▸ What is needed
Copy all lines below that use the word "hair".
- - -
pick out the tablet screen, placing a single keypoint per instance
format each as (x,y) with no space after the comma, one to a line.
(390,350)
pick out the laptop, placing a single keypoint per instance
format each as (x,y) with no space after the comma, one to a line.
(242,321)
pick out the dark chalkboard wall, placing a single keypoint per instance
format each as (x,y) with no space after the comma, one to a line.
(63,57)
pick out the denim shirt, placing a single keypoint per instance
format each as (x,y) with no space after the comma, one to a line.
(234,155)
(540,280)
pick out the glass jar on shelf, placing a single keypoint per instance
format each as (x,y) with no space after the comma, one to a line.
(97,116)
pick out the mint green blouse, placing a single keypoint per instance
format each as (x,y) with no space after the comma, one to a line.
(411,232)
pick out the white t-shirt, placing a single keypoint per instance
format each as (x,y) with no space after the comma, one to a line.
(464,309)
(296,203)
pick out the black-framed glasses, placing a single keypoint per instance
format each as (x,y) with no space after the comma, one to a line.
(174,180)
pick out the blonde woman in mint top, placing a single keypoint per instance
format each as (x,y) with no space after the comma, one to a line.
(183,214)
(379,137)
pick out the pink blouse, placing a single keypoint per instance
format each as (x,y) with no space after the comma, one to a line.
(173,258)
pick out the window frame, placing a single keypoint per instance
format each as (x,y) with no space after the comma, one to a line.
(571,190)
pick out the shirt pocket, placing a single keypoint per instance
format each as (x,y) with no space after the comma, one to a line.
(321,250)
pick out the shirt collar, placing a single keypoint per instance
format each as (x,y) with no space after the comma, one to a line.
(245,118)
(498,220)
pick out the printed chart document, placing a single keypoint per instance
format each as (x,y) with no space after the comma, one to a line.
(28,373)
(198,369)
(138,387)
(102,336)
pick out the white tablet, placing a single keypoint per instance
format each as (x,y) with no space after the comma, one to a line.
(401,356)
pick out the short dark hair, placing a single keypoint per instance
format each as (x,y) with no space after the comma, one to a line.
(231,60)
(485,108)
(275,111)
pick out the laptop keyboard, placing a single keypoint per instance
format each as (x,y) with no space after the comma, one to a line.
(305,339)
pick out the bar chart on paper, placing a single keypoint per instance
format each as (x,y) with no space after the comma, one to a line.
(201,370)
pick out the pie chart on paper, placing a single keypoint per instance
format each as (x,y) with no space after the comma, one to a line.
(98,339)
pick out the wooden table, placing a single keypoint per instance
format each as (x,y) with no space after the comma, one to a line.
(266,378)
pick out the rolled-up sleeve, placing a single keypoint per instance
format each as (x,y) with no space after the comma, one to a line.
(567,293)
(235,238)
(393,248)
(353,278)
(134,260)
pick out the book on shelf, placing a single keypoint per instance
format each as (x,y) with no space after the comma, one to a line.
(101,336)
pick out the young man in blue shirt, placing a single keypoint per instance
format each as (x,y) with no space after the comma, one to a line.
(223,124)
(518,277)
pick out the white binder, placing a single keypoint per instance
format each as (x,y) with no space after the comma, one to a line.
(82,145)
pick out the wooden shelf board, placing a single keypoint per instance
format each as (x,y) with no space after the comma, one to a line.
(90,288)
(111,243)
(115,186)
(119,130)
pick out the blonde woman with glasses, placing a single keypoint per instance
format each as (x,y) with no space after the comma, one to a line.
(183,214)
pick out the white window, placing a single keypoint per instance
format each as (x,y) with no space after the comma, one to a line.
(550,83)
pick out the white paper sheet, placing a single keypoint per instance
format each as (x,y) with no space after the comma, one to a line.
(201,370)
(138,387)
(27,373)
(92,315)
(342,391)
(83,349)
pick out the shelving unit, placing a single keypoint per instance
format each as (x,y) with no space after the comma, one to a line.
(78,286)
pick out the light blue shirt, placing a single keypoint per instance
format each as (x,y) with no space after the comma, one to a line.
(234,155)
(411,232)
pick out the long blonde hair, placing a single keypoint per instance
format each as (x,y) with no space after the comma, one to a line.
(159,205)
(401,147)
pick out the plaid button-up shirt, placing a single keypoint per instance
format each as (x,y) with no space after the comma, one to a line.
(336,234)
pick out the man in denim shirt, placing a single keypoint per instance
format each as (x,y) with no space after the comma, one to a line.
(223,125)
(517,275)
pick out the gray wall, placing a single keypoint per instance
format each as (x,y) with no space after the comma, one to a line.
- - -
▸ Completed task
pick out the short dark hair, placing a single keypoint per instance
pick out the long blonde hair, placing a single keypoint per instance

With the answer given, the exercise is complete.